Berlinale (2021) Prix meilleur film Encounters & Prix du meilleur documentaire
Champs-Elysées Film Festival (2021) En compétition
Festival du Film de La Rochelle (2021)

Avec : N’deye Sighane Diop • Pierre Bergounioux • Marcel Balnoas • Ethan Balnoas
Scénario et réalisation Ismael Soumaïla Sissoko • Production Sophie Salbot (Athenaïse) • Image Sarah Blum, Sylvain Verdet, Clément Alline • Montage Amrita David • Son Mathieu Farnarier, Nathalie Vidal • Étalonnage Eric Salleron • Coproduction ARTE France avec le soutien du CNC, Fonds Images de la Diversité et le Commissariat général à l’égalité des territoires, PROCIREP, Angoa • Avec la participation de la Région Île-de-France, en association avec Cinecap 3

Alice Diop

Après un Master en Histoire, obtenu à l’Université Panthéon-Sorbonne et un DESS en sociologie visuelle, Alice Diop intègre l’atelier documentaire de la Fémis.
▬▬▬
## À faire:
A: Relevez chaque ligne des entrées qui contient le mot « ladder ».
B: Prolongez la fiche du film au-delà de sa dernière phrase.
Les entrées n'ont aucun rapport avec la fiche du film.

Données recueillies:
▬▬▬
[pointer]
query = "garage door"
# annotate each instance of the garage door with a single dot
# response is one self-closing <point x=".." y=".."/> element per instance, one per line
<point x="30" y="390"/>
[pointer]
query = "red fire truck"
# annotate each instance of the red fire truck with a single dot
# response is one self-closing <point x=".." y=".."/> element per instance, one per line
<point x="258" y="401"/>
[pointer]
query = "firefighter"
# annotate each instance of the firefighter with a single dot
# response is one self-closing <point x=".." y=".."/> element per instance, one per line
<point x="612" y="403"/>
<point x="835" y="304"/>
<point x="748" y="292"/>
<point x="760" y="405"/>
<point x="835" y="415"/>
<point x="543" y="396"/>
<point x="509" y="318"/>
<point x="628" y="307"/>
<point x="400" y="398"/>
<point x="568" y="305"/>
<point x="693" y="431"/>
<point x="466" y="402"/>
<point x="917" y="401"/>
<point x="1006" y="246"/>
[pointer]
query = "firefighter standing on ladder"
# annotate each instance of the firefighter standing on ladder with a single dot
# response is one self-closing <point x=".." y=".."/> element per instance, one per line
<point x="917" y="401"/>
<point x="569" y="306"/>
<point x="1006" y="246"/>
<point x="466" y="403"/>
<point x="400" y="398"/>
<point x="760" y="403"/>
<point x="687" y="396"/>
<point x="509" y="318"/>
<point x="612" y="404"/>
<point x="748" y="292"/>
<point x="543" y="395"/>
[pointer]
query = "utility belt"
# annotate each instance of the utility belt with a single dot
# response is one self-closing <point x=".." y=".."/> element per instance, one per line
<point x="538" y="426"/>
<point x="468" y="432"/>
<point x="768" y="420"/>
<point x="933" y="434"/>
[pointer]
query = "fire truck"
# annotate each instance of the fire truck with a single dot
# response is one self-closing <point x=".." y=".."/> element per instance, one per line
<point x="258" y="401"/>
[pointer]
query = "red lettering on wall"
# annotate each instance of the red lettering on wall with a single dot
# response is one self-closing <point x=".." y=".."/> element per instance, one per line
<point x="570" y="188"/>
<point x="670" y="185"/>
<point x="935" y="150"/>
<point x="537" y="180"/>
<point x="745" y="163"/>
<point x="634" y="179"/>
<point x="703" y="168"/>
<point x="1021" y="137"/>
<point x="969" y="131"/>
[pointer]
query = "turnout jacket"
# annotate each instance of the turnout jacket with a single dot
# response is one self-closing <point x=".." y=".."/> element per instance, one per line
▬▬▬
## Tâches résolues:
A:
query = "firefighter standing on ladder"
# annotate each instance of the firefighter standing on ladder with a single dot

B:
Elle réalise depuis 2005 des documentaires de création, diffusés dans de nombreux festivals internationaux (Cinéma du réel, BFI London, Karlovy Vary, Viennale, etc.)
Après avoir obtenu le Grand Prix au Festival du Cinéma de Brive en 2016, elle remporte le César du meilleur court métrage pour son film Vers la tendresse en 2017.
Elle obtient la même année le Grand Prix de la compétition française au festival Cinéma du réel pour son long métrage documentaire La Permanence.
Son dernier film Nous a gagné le prix du Meilleur Film dans la compétition Encounters ainsi que le prix du Meilleur Documentaire toutes sections
confondues à la Berlinale 2021.


Filmographie
2005 La Tour du monde
2005 Clichy pour l’exemple
2007 Les Sénégalaises et la Sénégauloise
2011 La Mort de Danton
Prix des bibliothèques Cinéma du Réel – Etoile de la Scam
Prix Compétition Française Cinéma du Réel

2016 La Permanence
2016 Vers la tendresse
César du Meilleur Court Métrage

2017 RER B (cm)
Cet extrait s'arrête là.